▶ **WORK INSTRUCTION**
For this exercise, print all of the entries exactly as given.

▶ **PROVIDED DATA**
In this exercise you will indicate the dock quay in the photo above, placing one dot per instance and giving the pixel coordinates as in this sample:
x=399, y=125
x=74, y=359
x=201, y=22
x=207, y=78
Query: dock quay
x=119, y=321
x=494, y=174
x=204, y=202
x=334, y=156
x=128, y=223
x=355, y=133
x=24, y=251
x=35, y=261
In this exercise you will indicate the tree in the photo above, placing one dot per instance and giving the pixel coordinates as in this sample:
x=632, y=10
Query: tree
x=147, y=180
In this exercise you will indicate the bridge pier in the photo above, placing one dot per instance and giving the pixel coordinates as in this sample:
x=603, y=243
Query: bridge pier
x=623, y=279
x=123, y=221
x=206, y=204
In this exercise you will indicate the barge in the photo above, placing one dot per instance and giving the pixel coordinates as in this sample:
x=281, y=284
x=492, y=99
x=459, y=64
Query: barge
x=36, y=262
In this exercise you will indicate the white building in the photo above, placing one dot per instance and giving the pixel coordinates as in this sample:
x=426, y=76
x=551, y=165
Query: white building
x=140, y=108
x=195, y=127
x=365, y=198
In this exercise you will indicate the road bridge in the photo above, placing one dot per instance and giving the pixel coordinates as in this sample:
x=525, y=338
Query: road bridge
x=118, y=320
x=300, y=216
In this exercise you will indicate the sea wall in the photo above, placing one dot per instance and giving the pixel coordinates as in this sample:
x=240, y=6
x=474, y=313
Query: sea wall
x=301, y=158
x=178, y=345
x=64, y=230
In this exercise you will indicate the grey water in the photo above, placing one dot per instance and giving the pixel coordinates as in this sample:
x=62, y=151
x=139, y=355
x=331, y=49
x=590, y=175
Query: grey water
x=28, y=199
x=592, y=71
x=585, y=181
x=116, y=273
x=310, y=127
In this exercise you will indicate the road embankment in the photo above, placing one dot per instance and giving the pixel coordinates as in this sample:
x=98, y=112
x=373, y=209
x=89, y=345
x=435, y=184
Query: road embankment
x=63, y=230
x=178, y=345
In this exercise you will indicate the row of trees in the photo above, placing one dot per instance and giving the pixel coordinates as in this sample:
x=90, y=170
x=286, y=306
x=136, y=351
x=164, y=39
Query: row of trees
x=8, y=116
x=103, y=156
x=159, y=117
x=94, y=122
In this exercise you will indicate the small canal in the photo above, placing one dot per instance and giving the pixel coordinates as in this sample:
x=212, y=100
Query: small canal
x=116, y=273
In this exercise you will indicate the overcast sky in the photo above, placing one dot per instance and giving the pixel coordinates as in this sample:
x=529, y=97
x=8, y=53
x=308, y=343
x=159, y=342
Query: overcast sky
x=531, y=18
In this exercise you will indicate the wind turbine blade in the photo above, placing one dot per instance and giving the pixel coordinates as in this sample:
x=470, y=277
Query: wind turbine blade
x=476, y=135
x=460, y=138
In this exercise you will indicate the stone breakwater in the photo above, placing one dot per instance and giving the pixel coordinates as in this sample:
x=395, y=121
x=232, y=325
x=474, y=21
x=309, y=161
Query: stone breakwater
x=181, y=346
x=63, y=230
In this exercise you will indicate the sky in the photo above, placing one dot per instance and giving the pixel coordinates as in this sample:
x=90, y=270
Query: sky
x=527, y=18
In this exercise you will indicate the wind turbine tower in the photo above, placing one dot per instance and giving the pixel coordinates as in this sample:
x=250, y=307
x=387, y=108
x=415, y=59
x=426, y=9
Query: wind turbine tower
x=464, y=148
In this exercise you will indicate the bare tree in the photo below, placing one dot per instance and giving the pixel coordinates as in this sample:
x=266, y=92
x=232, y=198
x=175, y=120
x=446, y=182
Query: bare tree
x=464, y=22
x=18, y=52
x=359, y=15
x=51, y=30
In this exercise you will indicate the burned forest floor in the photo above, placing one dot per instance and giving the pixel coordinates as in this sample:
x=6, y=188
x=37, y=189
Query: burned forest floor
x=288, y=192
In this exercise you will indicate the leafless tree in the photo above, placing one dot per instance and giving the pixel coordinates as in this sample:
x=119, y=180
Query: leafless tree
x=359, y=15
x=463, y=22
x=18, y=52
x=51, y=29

▶ **ANSWER SECTION**
In this exercise you will indicate the dock quay in the photo above, placing one dot per instance and giving the pixel coordinates as in this sample:
x=399, y=125
x=74, y=359
x=201, y=22
x=207, y=78
Query: dock quay
x=119, y=321
x=494, y=174
x=204, y=202
x=334, y=156
x=128, y=223
x=355, y=133
x=24, y=251
x=35, y=261
In this exercise you will indicate the tree in the photo above, placing one dot per instance and giving the pixel coordinates as in this sample:
x=632, y=10
Query: tree
x=147, y=180
In this exercise you will indicate the bridge pier in the photo above, placing one dot per instance and giving the pixel coordinates as in this sample:
x=603, y=243
Query: bridge pier
x=623, y=279
x=123, y=221
x=206, y=204
In this exercise you will indicate the barge in the photo above, placing one dot per instance and giving the pixel coordinates as in this sample:
x=281, y=284
x=492, y=99
x=459, y=64
Query: barge
x=36, y=262
In this exercise you will indicate the white building in the photo above, placing one dot per instance and giving the pixel coordinates as in this sample:
x=426, y=76
x=551, y=165
Query: white building
x=140, y=108
x=195, y=127
x=365, y=198
In this exercise you will indicate the road bridge in the photo above, placing one dot per instance and giving the pixel coordinates as in this sample:
x=525, y=338
Query: road bridge
x=118, y=320
x=300, y=216
In this exercise you will indicate the sea wall in the photo above, placing one dot per instance and giving the pixel coordinates as in this sample:
x=240, y=6
x=474, y=313
Query: sea wall
x=301, y=158
x=178, y=345
x=64, y=230
In this exercise you will indicate the grey water in the photo above, placing one dot per instance and giving the pixel coordinates as in this sample:
x=62, y=151
x=139, y=355
x=331, y=49
x=590, y=175
Query: grey water
x=28, y=199
x=592, y=71
x=585, y=181
x=116, y=273
x=310, y=127
In this exercise you will indicate the road embankment in the photo above, placing one dot per instance and giving the pixel coordinates as in this sample:
x=98, y=112
x=373, y=209
x=89, y=345
x=435, y=184
Query: road embankment
x=63, y=230
x=178, y=345
In this exercise you will indicate the row of trees in the photo above, placing one dot per instance and giving the pixel coordinates as in this sample:
x=90, y=170
x=286, y=306
x=136, y=351
x=164, y=39
Query: row of trees
x=8, y=116
x=103, y=156
x=159, y=117
x=94, y=122
In this exercise you will indicate the small canal in the photo above, placing one dot per instance and giving the pixel coordinates as in this sample:
x=212, y=100
Query: small canal
x=116, y=273
In this exercise you will indicate the overcast sky in the photo above, placing one dot per instance and giving the pixel coordinates as in this sample:
x=529, y=97
x=8, y=53
x=308, y=343
x=159, y=342
Query: overcast sky
x=531, y=18
In this exercise you will indicate the wind turbine blade in the photo above, placing one dot per instance and giving the pixel coordinates as in this sample:
x=470, y=277
Query: wind turbine blade
x=476, y=135
x=460, y=138
In this exercise you will indicate the stone breakwater in the photo above, placing one dot per instance and giving the pixel coordinates as in this sample:
x=395, y=121
x=232, y=325
x=474, y=21
x=309, y=161
Query: stone breakwater
x=181, y=346
x=63, y=230
In this exercise you will indicate the sky in the photo above, placing one dot per instance and giving the pixel coordinates as in this sample:
x=90, y=270
Query: sky
x=527, y=18
In this exercise you will indicate the wind turbine tower in the photo above, placing one dot per instance and giving the pixel coordinates as in this sample:
x=250, y=307
x=387, y=108
x=415, y=59
x=426, y=9
Query: wind turbine tower
x=464, y=148
In this exercise you will indicate the bare tree in the photo below, placing one dot per instance and giving the pixel coordinates as in this sample:
x=266, y=92
x=232, y=198
x=175, y=120
x=446, y=182
Query: bare tree
x=464, y=22
x=18, y=52
x=359, y=15
x=51, y=30
In this exercise you will indicate the burned forest floor in the photo above, placing one dot per instance and giving the pixel coordinates as in this sample:
x=6, y=188
x=37, y=189
Query: burned forest floor
x=288, y=192
In this exercise you will indicate the leafless tree in the photo above, placing one dot per instance and giving the pixel coordinates as in this sample:
x=119, y=180
Query: leafless tree
x=359, y=15
x=463, y=22
x=18, y=52
x=51, y=29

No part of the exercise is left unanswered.